Pagi tadi, di TV channel 5 disiarkan tentang kecurangan yang dilakukan oleh seorang kepala sekolah di Tokyo ketika berlangsung `gakuryoku tesuto` (ujian untuk anak SD). Beritanya begitu mengagetkan para komentator, pun saya yang selama ini selalu mendapatkan image positif tentang kejujuran guru-guru di Jepang.
Sebuah SD di kelurahan Adachi yang terletak di metropolitan Tokyo dilaporkan berhasil meraih prestasi yang gemilang tahun ini dari rangking 44 di antara 72 sekolah tahun lalu, menjadi rangking ke-1 tahun ini. Perangkingan berdasarkan hasil total ujian siswa yang diadakan khusus untuk wilayah Tokyo.
Prestasi yang gemilang itu cukup mencengangkan dan muncul kecurigaan apa penyebabnya. Lalu terbongkarlah bahwa kepala sekolah dan 5 orang guru membuat kecurangan dengan cara menunjukkan soal2 yang dijawab salah oleh murid2 ketika ujian berlangsung. Kebocoran ini terungkap oleh laporan murid2 yang merasa canggung dan aneh dengan kelakuan kepala sekolah dan guru2.
Saya tanyakan kepada teman, apakah ini lazim di Jepang ? Jawabannya : tidak lazim tapi ada. Terakhir kali dilaksanakan kira-kira 40 tahun yg lalu (th 1967) , kejadian serupa sudah ada. Setalah cukup lama ujian nasional dihapuskan, pelakasanaan ujian nasional yang kemungkinan akan dilakukan tahun depan, membuat guru-guru dan kepala sekolah was-was, dapatkah siswa2nya melewatinya dengan mulus.
Pertanyaan yang masih ada di kepala saya, kenapa setelah waktu yang cukup lama, 40 tahun, ujian nasional diadakan kembali ? Jawabannya, barangkali ada sangkut pautnya dengan pemberitaan di media yang selalu melaporkan bahwa kemampuan akademik siswa2 di Jepang sangat rendah dibandingkan negara-negara lain. Pemerintah kemudaian melakukan survey dan tes percobaan untuk membuktikannya dan hasilnya memang rendah. Contoh gampangnya saja, anak kelas 6 SD yang saya tanya tentang letak negara Jepang dalam peta dunia, tak mampu menjawab.
Beragam polemik muncul di kalangan ahli pendidikan Jepang, umumnya mereka menyangsikan pelaksanaan ujian nasional, bahkan pun meragukan bahwa sistem ini adalah alat untuk meningkatkan kemampuan akademik siswa. Sorotan juga diarahkan kepada program `tanoshii jugyou` (kelas yang menyenangkan) yang memang menekan tingkat stress anak, dan membuat mereka senang belajar, tapi sejauh mana meningkatkan kemampuan akademik pelajar, masih dipertanyakan.

Tugas: Teruskan tulisan tentang kecurangan ujian SD di Tokyo di atas, dimulai tepat setelah kalimat terakhirnya.

(Baris tersimpan)
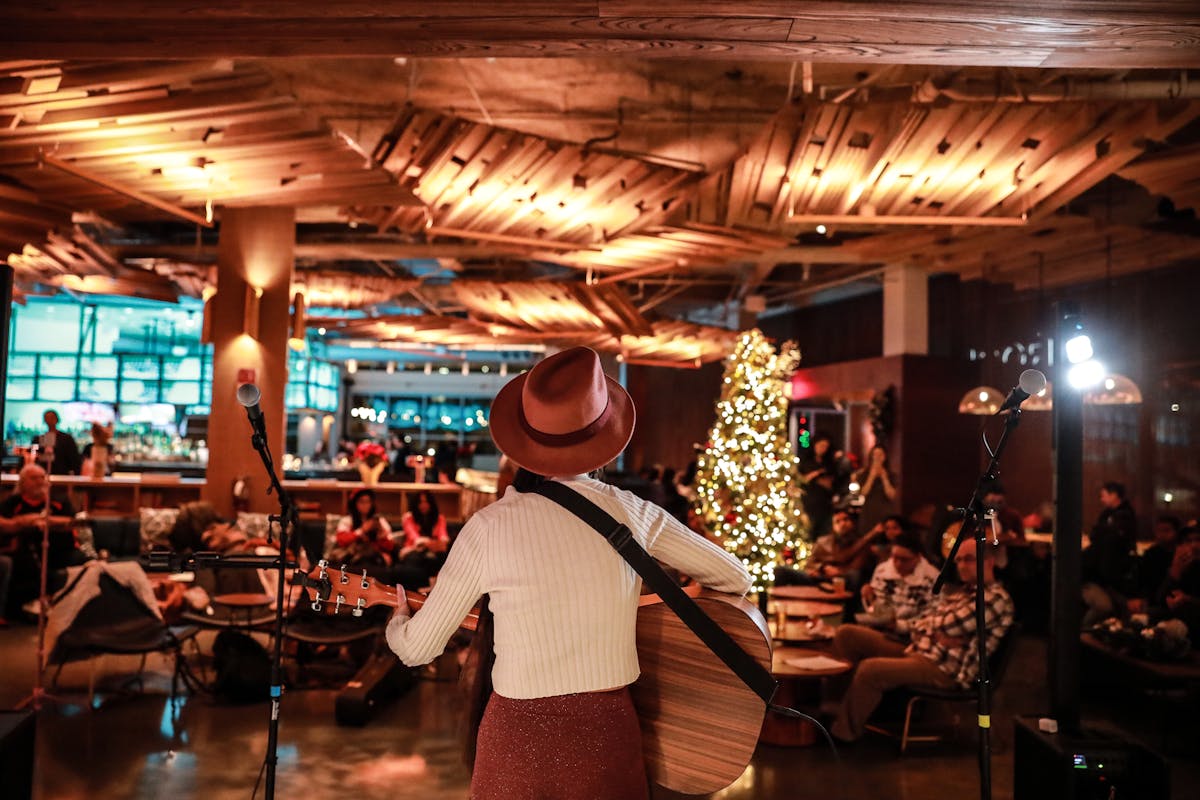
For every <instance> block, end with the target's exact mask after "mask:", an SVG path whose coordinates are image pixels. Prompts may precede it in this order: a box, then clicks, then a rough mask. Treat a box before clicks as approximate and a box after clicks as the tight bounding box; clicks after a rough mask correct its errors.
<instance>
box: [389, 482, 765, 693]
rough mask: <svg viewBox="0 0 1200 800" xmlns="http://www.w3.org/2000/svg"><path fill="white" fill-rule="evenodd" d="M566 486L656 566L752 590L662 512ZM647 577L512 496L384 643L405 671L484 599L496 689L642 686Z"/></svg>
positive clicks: (532, 691) (643, 506)
mask: <svg viewBox="0 0 1200 800" xmlns="http://www.w3.org/2000/svg"><path fill="white" fill-rule="evenodd" d="M564 482H566V483H568V485H569V486H570V487H571V488H574V489H576V491H577V492H580V493H581V494H583V495H584V497H587V498H588V499H589V500H592V501H593V503H595V504H596V505H598V506H600V507H601V509H604V510H605V511H607V512H608V513H611V515H612V516H613V517H614V518H616V519H618V521H619V522H624V523H625V524H626V525H628V527H629V529H630V530H631V531H632V533H634V535H635V536H636V537H637V541H638V542H641V545H642V546H643V547H644V548H646V549H647V551H648V552H649V553H650V554H652V555H653V557H654V558H656V559H659V560H660V561H662V563H664V564H666V565H668V566H673V567H676V569H677V570H679V571H682V572H684V573H685V575H689V576H691V577H692V578H695V579H696V581H698V582H700V583H702V584H703V585H706V587H709V588H712V589H719V590H721V591H728V593H734V594H739V595H740V594H745V593H746V590H748V589H749V588H750V583H751V582H750V576H749V573H748V572H746V571H745V569H744V567H743V566H742V563H740V561H739V560H738V559H736V558H734V557H733V555H731V554H730V553H727V552H725V551H724V549H721V548H720V547H718V546H716V545H713V543H712V542H709V541H707V540H706V539H703V537H702V536H700V535H698V534H696V533H694V531H691V530H689V529H688V528H686V527H684V525H683V524H680V523H679V522H678V521H677V519H674V518H673V517H672V516H671V515H668V513H667V512H666V511H664V510H662V509H660V507H659V506H656V505H654V504H652V503H647V501H646V500H642V499H641V498H638V497H636V495H634V494H630V493H629V492H625V491H623V489H618V488H616V487H613V486H608V485H606V483H601V482H600V481H594V480H592V479H589V477H583V476H580V477H572V479H568V480H566V481H564ZM640 589H641V578H638V576H637V573H636V572H634V570H632V567H630V566H629V565H628V564H625V560H624V559H623V558H622V557H620V555H619V554H618V553H617V552H616V551H614V549H613V548H612V546H611V545H608V542H607V541H606V540H605V539H604V537H602V536H601V535H600V534H598V533H596V531H595V530H594V529H593V528H592V527H589V525H588V524H587V523H584V522H583V521H581V519H578V518H577V517H575V515H572V513H571V512H569V511H568V510H566V509H563V507H562V506H559V505H557V504H556V503H553V501H552V500H550V499H547V498H544V497H541V495H540V494H522V493H520V492H517V491H516V489H514V488H509V491H508V492H505V494H504V497H503V498H500V499H499V500H498V501H496V503H493V504H492V505H490V506H487V507H485V509H482V510H481V511H478V512H476V513H475V515H474V516H473V517H472V518H470V521H469V522H468V523H467V525H466V527H463V529H462V533H460V535H458V539H457V540H456V541H455V545H454V547H452V548H451V549H450V555H449V557H448V558H446V563H445V566H444V567H443V569H442V572H440V573H439V575H438V581H437V584H436V585H434V588H433V590H432V591H431V593H430V596H428V600H427V601H426V603H425V606H424V607H422V608H421V609H420V610H418V613H416V614H414V615H413V616H412V619H409V618H406V616H403V615H398V614H397V615H396V616H394V618H392V620H391V622H390V624H389V625H388V644H389V645H390V646H391V649H392V650H394V651H395V652H396V655H397V656H400V658H401V661H403V662H404V663H406V664H409V666H416V664H424V663H428V662H430V661H432V660H433V658H436V657H437V656H438V655H439V654H440V652H442V651H443V650H444V649H445V645H446V642H448V640H449V638H450V636H451V634H452V633H454V631H455V628H457V626H458V624H460V622H461V621H462V619H463V618H464V616H466V614H467V612H469V610H470V608H472V606H474V604H475V603H476V602H478V601H479V599H480V596H481V595H484V594H488V595H490V596H491V609H492V612H493V613H494V615H496V628H494V632H496V666H494V667H493V669H492V685H493V686H494V688H496V691H497V692H498V693H499V694H502V696H504V697H509V698H514V699H528V698H534V697H552V696H556V694H571V693H575V692H592V691H599V690H604V688H612V687H616V686H624V685H626V684H631V682H634V681H635V680H637V675H638V674H640V670H638V666H637V650H636V643H635V624H636V616H637V596H638V593H640Z"/></svg>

Jawaban Anda:
Pengertian gakuryoku (kemampuan akademik) di kalangan pemikir di Jepang agak berbeda dengan pemikiran yang berkembang di negara2 lain, seperti Indonesia. Di Jepang, gakuryoku lebih merupakan kemampuan untuk menguasai sesuatu secara mendalam, mampu memahaminya, mencernanya, dan melaksanakannya dalam kehidupan sehari-hari. Tapi di beberapa negara, kemampuan akademik diterjemahkan sebagai nilai/skor ulangan/tes, tanpa ada pengujian lanjut apakah anak benar-benar memahami persoalan atau sekedar sanggup menjawab benar soal ujian, yang terjadi karena faktor latihan soal atau pengulangan soal dari tahun ke tahun.
Guru-guru di Jepang selama ini telah terbiasa dengan mengajarkan pemahaman. Dengan konsep `wakaru` (mengerti) dan `dekiru` (bisa), mereka mengajar siswa agar memahami konsep dan dapat menerapkannya dalam kehidupan sehari-hari. Sekalipun tak semua guru di Jepang mampu melakukan tugas ini dengan baik, tapi banyak juga yang sanggup.
Kesan saya tentang kemampuan dan motivasi belajar anak-anak Jepang, berdasarkan kunjungan ke banyak sekolah memang sangat beragam. Ada anak yang begitu semangat dan kritis, tapi ada pula sekolah yang siswa-siswanya tak lebih baik jika dibandingkan dengan siswa-siswa di Indonesia. Tapi barangkali fasilitas sekolah, buku, ensiklopedi yang lengkap, juga IT yang tersedia di semua sekolah membuat anak-anak Jepang lebih mudah mengakses ilmu. Juga tentu saja, hampir sebagian besar guru2nya yang mempunyai militansi mengajar dan kecintaan kepada pekerjaannya, mampu menelorkan anak-anak didik yang bermotivasi tinggi.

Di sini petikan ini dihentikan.